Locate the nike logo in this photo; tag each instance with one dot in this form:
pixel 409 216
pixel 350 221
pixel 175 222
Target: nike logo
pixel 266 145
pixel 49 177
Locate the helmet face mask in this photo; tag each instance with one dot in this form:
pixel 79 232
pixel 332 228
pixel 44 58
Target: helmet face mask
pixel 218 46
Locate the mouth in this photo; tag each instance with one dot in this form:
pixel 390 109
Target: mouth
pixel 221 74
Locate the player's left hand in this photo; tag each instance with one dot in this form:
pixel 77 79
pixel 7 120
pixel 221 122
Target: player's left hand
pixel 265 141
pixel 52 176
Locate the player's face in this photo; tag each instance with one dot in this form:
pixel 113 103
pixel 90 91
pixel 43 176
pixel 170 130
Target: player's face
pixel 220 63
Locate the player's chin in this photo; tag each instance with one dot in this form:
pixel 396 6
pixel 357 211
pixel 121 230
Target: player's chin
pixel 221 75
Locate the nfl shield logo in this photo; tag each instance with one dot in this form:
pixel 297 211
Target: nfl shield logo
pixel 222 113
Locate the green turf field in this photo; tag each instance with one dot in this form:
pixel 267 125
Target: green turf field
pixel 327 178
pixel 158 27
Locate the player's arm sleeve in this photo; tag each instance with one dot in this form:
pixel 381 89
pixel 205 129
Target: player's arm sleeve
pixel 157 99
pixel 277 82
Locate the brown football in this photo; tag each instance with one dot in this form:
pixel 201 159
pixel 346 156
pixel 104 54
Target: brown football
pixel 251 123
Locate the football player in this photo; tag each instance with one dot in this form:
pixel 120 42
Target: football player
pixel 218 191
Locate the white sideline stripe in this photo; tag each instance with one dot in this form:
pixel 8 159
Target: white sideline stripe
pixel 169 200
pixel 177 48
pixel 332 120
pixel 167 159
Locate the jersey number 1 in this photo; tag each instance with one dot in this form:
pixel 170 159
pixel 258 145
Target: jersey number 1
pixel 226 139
★ ★ ★ ★ ★ ★ ★
- _REQUEST_: Find the line that contains "Locate the mouth". Repeat it and every line after it, exactly as written, up to and including the last line of the records above.

- _RESPONSE_:
Locate the mouth in this photo; tag each instance with one dot in this form:
pixel 390 109
Target: mouth
pixel 221 74
Locate the player's left hand in this photo; tag each instance with one dot in this form:
pixel 77 79
pixel 7 120
pixel 221 122
Target: player's left hand
pixel 265 141
pixel 52 176
Locate the player's face in this photo; tag each instance with one dot in this form:
pixel 113 103
pixel 90 91
pixel 43 176
pixel 170 130
Target: player's face
pixel 220 63
Locate the player's chin in this photo; tag each instance with one dot in this form:
pixel 396 6
pixel 357 211
pixel 121 230
Target: player's chin
pixel 221 75
Locate the nfl shield logo in this photo; tag each instance with one dot in this form:
pixel 297 211
Target: nfl shield logo
pixel 222 113
Locate the green turf field in this photo; tag each instance with one dot in this form:
pixel 267 125
Target: green turf field
pixel 327 178
pixel 158 27
Locate the player's arm sleeve in this photo; tag each instance with one dot in this form:
pixel 381 89
pixel 205 129
Target: player's arm sleeve
pixel 157 99
pixel 277 82
Locate the brown football in this photo; tag each instance with one dot in this form:
pixel 201 159
pixel 346 156
pixel 104 54
Target: brown football
pixel 251 123
Locate the football player in this photo; tag each instance with one dot in this form:
pixel 120 42
Target: football player
pixel 218 191
Locate the white sideline stripe in this photo; tag each instance with one dot in this form:
pixel 8 159
Target: white sideline stripe
pixel 169 200
pixel 177 48
pixel 332 120
pixel 167 159
Locate the jersey number 1 in this photo; tag each instance with one dot in this form:
pixel 170 159
pixel 258 145
Target: jersey number 1
pixel 226 139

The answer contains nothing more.